■ **Exercise brief**: Each record below should appear again exactly as written.

===== Data for processing =====

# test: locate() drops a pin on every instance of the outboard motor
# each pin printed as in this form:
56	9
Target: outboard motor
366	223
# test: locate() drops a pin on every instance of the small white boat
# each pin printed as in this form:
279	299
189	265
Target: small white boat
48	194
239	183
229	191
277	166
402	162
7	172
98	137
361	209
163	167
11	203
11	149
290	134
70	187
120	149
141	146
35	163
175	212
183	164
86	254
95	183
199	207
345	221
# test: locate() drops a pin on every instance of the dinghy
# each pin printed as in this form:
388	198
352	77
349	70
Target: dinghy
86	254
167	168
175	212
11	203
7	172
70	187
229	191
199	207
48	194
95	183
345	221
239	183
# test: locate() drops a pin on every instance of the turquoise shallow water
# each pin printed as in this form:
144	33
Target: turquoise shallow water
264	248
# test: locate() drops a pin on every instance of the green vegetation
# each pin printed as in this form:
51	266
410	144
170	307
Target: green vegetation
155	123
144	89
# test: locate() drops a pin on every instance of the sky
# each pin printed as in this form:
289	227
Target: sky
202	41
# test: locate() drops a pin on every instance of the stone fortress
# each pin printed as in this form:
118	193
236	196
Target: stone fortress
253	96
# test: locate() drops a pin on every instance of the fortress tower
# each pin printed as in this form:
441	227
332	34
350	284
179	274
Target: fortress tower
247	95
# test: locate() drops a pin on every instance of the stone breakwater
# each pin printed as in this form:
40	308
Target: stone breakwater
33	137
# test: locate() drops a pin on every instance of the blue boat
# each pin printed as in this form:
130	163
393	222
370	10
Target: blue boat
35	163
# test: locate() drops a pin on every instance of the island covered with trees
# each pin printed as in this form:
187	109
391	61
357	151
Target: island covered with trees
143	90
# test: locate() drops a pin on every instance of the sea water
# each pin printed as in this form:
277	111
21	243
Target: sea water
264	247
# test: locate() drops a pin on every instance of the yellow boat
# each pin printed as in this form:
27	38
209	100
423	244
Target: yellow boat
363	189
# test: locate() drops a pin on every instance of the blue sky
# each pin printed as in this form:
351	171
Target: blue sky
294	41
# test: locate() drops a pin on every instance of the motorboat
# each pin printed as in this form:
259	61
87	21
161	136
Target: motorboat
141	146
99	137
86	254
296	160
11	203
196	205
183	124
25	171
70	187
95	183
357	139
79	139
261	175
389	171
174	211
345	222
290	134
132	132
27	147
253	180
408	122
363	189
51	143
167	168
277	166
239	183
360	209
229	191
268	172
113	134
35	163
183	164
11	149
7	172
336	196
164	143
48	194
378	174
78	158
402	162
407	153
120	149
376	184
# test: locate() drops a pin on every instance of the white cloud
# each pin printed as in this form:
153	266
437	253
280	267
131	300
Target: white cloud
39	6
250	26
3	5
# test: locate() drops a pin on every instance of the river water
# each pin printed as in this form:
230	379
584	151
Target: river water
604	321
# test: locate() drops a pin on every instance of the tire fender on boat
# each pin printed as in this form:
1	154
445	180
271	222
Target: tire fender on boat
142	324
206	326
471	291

=====

■ **Correct response**:
# test: locate() drops a pin on every instance of the outboard motor
# each pin printed as in this form:
56	9
Target: outboard motor
366	223
# test: locate() drops a pin on every instance of the small white boat
# each pin printed as in this form:
279	299
189	265
Target: small white boat
48	194
239	183
229	191
277	166
402	162
7	172
98	137
361	209
163	167
11	203
11	149
290	134
70	187
120	149
141	146
35	163
175	212
183	164
86	254
95	183
199	207
345	221
# test: locate() drops a pin on every instance of the dinghy
# each pin printed as in this form:
388	198
352	77
349	70
Target: dinghy
86	254
167	168
175	212
11	203
7	172
70	187
229	191
199	207
48	194
95	183
345	221
239	183
# test: locate() drops a pin on every instance of the turquoise shallow water
# each pin printed as in this form:
144	33
Target: turquoise shallow water
264	248
# test: locate() drops a pin on every instance of the green vegetation
# each pin printed as in this form:
51	266
410	144
170	307
Target: green vegetation
155	123
144	89
# test: locate() drops a pin on every instance of the sky
# each pin printed as in this form:
289	227
Target: sky
202	41
# test: locate() drops a pin on every instance of the stone fortress
# each pin printed as in this form:
118	193
236	196
Target: stone fortress
253	96
# test: locate() drops a pin on every instance of the fortress tower
# each pin printed as in this form:
441	227
332	34
350	284
179	274
Target: fortress tower
247	95
# test: locate() drops a pin on every instance of the stone breakwater
# each pin printed as in this form:
40	308
Target: stone breakwater
33	137
# test: locate() drops a pin on every instance of the blue boat
# each pin printed as in this form:
130	163
393	222
370	10
Target: blue boat
35	163
# test: locate() drops a pin on every instance of the island covered with trees
# each pin printed as in this form:
187	109
391	61
357	151
Target: island covered with trees
143	90
# test: locate() drops a pin on every instance of the sea water
# each pin printed as in this form:
277	111
21	243
Target: sea water
264	247
# test: locate() drops a pin on every instance of the yellow boat
# each pin printed as in this form:
27	38
209	100
423	244
Target: yellow boat
363	189
# test: locate() drops a pin on every instance of the blue sky
# each pin printed as in this form:
351	171
Target: blue sky
294	41
# test: locate() drops a pin on every instance of the motorboat
# each pin printed as in this form:
259	61
87	21
161	136
Target: motorboat
141	146
99	137
86	254
296	160
11	203
196	205
183	124
25	171
70	187
95	183
357	139
79	139
261	175
389	171
174	211
345	222
290	134
132	132
27	147
253	180
408	122
363	189
51	143
167	168
277	166
239	183
360	209
229	191
268	172
113	134
35	163
183	164
11	149
7	172
336	196
164	143
48	194
378	174
78	158
402	162
407	153
120	149
376	184
# test: locate() drops a pin on every instance of the white cloud
# each pin printed as in this form:
153	266
437	253
280	267
131	300
Target: white cloud
39	6
250	26
3	5
# test: locate() drops a pin on every instance of the river water
# each pin printed as in this form:
230	379
584	151
Target: river water
604	321
# test: locate() drops a pin on every instance of the tire fender on boat
# each pin printed as in this form:
1	154
445	180
271	222
Target: tire fender on boat
142	324
206	326
471	291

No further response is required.